## Given task:
Skip the pictures and extract all of the lines exactly as written.

## Input material:
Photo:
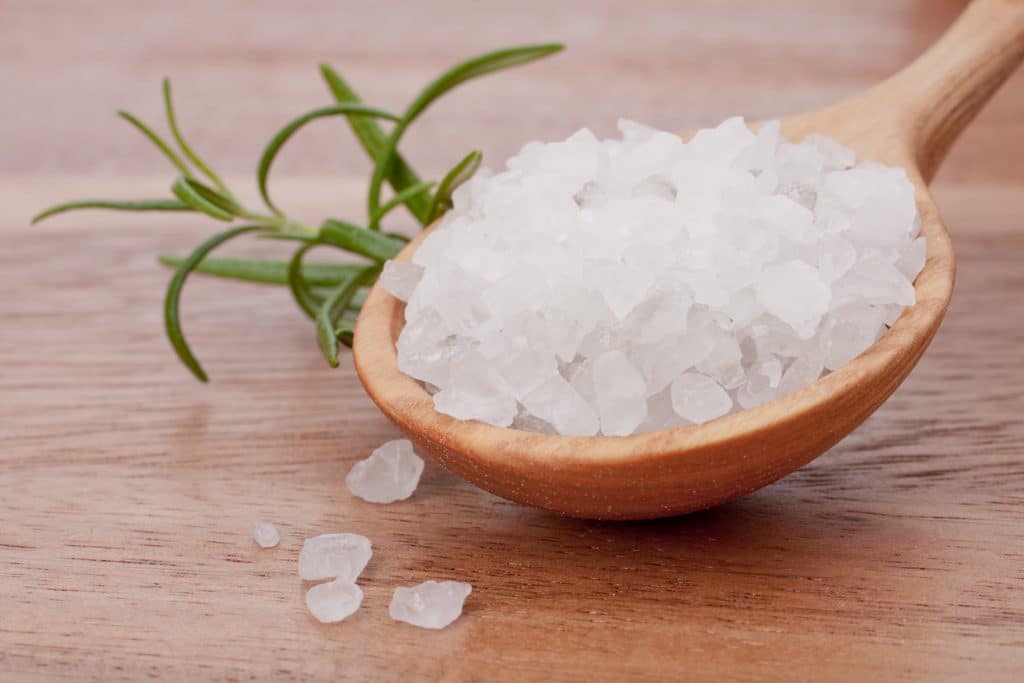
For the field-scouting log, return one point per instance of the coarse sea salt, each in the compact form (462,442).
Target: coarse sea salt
(339,556)
(390,473)
(334,600)
(265,535)
(638,284)
(432,604)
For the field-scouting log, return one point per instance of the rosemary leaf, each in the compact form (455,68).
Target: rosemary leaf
(373,140)
(359,241)
(344,109)
(479,66)
(269,272)
(397,200)
(130,205)
(171,321)
(308,301)
(157,140)
(202,198)
(462,172)
(332,309)
(188,152)
(345,331)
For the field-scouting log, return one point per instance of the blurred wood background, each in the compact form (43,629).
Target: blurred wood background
(127,489)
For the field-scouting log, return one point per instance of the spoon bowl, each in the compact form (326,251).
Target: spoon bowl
(908,121)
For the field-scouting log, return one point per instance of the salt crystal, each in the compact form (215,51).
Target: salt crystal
(400,279)
(609,287)
(622,398)
(432,604)
(390,473)
(795,293)
(334,600)
(341,556)
(265,535)
(699,398)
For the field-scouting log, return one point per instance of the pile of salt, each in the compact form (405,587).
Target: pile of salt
(623,286)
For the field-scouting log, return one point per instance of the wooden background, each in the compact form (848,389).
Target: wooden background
(127,489)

## Finished answer:
Photo:
For the field-scouting log, return one point per instance of the coarse sea salt, each in the compact form (462,442).
Target: coarse sea salt
(339,556)
(390,473)
(334,600)
(265,535)
(638,284)
(432,604)
For the field-scouting log, return one point per instance of the rosemary leaf, each in the compact form (455,68).
Target: rosemary leaf
(373,140)
(359,241)
(344,109)
(479,66)
(269,272)
(397,200)
(130,205)
(171,321)
(308,301)
(157,140)
(202,198)
(462,172)
(332,309)
(188,152)
(345,331)
For the field-scouting log, return one point per instance of the blurred wood background, each in the compact form (43,629).
Target: blurred wood background
(127,489)
For the field-scouting log, return one point per instance of the spoon bowl, each in the compact form (326,251).
Target: spoon bowl
(908,121)
For the field-scouting log, return one point per instance of the salt crystal, each in the compact form (215,51).
Target: salt crystal
(400,279)
(609,287)
(622,398)
(432,604)
(390,473)
(795,293)
(334,600)
(341,556)
(265,535)
(699,398)
For the field-scouting log, return one point per instance of the pile of salt, each in the compact form (405,587).
Target: pile of salt
(623,286)
For the field-scouting log, return one point per instance of the wooden background, each in the compact form (848,389).
Target: wooden background
(127,489)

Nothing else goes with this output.